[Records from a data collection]
######

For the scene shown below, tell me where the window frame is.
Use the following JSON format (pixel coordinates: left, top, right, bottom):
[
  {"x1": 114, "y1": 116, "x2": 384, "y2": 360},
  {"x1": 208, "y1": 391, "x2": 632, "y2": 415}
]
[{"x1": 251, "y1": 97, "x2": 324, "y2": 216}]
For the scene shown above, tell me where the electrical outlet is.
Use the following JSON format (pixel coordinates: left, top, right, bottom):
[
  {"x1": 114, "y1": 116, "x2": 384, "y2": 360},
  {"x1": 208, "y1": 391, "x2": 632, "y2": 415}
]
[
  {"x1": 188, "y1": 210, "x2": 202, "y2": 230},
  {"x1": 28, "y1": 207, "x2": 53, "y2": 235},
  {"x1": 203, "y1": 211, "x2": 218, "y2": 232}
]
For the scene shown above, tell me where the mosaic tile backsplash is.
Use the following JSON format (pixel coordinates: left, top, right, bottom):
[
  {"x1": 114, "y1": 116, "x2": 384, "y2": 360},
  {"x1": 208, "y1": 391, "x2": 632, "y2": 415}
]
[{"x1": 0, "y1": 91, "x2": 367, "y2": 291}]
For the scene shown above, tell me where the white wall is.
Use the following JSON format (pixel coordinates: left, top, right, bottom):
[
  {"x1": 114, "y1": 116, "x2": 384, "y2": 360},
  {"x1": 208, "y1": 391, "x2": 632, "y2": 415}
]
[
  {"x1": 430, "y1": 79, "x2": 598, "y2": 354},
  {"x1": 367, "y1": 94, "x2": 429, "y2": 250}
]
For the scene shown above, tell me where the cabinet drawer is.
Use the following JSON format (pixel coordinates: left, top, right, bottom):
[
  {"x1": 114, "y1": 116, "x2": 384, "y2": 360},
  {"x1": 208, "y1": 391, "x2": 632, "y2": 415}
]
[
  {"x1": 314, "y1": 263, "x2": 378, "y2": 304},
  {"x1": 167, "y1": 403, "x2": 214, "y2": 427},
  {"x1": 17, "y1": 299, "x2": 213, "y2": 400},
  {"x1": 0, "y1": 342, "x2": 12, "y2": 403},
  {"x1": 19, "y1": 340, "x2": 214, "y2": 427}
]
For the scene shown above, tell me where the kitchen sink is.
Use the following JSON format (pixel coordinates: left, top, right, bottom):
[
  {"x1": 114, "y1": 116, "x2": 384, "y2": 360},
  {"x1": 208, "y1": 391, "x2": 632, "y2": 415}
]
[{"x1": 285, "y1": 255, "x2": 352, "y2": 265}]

######

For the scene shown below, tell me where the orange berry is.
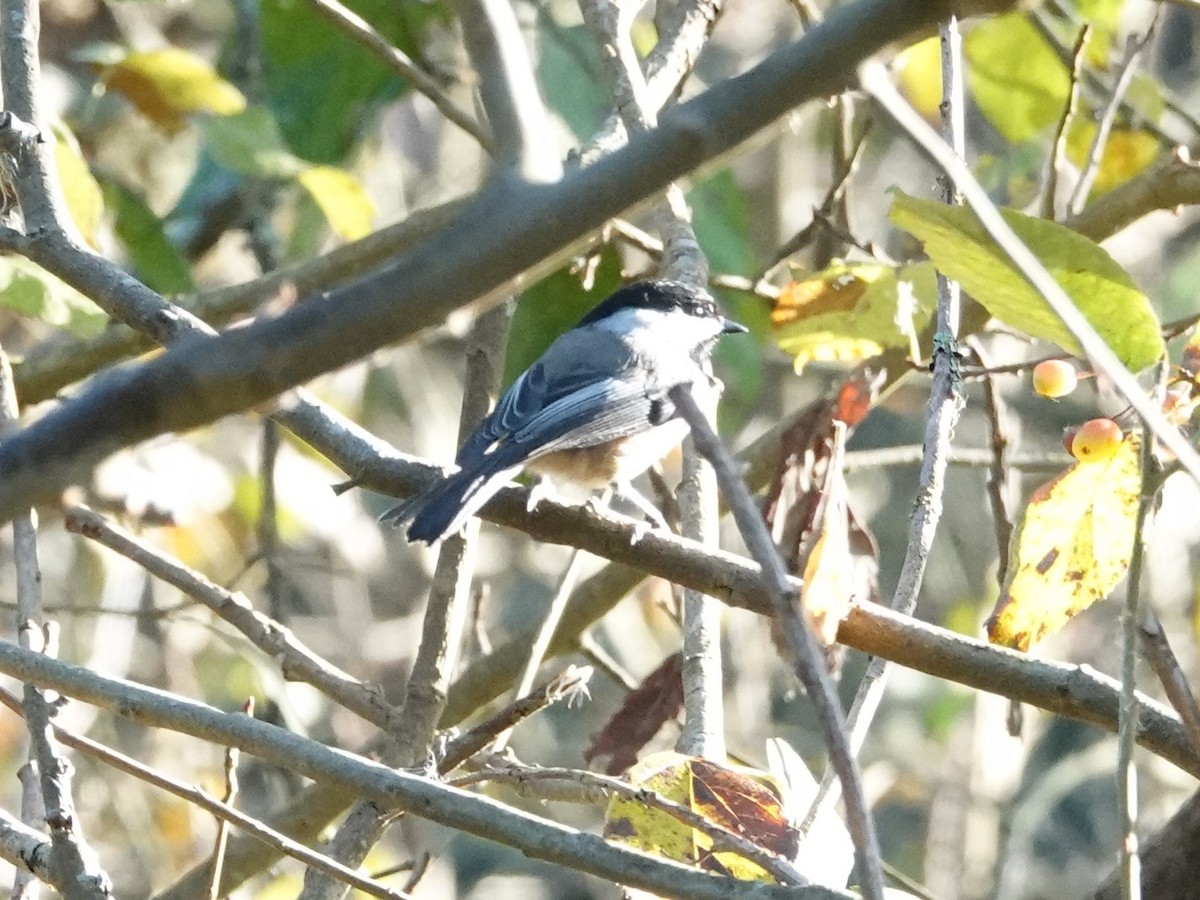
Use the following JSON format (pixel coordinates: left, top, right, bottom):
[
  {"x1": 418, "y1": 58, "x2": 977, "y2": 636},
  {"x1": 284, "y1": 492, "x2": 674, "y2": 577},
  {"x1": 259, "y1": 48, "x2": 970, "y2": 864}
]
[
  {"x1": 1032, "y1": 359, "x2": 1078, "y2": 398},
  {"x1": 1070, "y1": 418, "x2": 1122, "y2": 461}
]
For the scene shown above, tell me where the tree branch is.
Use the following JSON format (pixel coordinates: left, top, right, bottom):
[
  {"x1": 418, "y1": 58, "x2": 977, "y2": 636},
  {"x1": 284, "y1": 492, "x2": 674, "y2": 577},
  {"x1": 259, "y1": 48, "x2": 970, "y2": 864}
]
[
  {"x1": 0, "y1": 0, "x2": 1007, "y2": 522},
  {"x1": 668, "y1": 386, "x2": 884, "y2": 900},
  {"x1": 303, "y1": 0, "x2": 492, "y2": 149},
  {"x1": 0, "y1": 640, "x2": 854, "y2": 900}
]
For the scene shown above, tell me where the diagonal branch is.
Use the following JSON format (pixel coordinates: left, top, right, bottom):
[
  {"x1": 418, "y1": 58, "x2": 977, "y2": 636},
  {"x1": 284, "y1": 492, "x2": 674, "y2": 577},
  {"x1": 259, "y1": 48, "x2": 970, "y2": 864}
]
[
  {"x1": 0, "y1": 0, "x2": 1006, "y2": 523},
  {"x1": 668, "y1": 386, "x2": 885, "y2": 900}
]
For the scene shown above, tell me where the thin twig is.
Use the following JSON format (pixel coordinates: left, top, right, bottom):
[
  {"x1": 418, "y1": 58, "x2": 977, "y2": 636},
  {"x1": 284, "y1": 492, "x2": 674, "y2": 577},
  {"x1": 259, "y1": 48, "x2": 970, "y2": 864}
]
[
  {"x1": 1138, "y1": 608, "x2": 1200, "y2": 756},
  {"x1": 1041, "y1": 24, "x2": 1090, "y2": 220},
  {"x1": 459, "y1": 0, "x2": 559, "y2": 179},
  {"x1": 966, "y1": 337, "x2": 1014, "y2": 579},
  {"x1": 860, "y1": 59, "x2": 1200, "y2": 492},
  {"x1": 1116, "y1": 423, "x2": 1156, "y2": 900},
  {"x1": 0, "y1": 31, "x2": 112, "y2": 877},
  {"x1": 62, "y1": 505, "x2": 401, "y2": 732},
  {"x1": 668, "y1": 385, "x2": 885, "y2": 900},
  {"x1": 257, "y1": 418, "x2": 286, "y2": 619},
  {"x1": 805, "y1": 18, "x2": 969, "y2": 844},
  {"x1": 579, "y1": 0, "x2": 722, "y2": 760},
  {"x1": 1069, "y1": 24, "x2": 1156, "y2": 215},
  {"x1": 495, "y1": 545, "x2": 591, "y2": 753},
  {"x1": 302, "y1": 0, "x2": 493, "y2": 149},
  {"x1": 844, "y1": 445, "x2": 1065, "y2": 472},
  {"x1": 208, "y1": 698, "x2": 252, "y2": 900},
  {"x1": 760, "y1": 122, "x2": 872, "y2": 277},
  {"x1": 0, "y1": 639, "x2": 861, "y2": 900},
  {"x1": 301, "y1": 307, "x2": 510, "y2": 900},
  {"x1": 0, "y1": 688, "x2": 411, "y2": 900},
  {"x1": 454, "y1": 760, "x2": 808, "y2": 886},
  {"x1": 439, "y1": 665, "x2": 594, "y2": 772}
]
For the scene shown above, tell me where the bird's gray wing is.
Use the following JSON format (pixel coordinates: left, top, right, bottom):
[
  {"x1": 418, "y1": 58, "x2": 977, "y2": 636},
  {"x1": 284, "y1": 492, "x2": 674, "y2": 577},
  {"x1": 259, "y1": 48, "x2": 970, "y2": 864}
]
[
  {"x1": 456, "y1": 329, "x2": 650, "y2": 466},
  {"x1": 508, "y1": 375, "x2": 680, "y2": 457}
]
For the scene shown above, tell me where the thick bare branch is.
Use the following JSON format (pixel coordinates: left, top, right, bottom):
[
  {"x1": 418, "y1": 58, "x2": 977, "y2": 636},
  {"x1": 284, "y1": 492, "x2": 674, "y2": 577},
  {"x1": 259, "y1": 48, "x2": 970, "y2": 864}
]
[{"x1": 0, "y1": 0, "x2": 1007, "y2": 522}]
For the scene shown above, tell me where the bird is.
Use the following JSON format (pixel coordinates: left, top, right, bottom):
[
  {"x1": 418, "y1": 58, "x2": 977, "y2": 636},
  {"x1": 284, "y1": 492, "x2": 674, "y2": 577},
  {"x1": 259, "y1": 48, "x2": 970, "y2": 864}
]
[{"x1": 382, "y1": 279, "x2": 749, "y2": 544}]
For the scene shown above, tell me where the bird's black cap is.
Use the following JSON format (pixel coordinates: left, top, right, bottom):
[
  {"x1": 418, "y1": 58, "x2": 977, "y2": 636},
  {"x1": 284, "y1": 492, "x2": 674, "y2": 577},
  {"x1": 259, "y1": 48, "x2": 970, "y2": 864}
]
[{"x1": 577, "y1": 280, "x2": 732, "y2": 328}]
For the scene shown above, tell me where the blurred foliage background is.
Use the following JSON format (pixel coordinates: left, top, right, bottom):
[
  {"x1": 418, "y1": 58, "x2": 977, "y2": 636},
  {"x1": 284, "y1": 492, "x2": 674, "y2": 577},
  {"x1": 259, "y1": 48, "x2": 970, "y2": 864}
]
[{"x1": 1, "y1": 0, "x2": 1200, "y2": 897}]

######

• _EXERCISE GOAL_: Among the records, find every line with the word "below" and copy it.

• _ANSWER SPACE_:
For the scene shown below, tell me where the window frame is.
For the scene shown below, tell me where the orange berry is.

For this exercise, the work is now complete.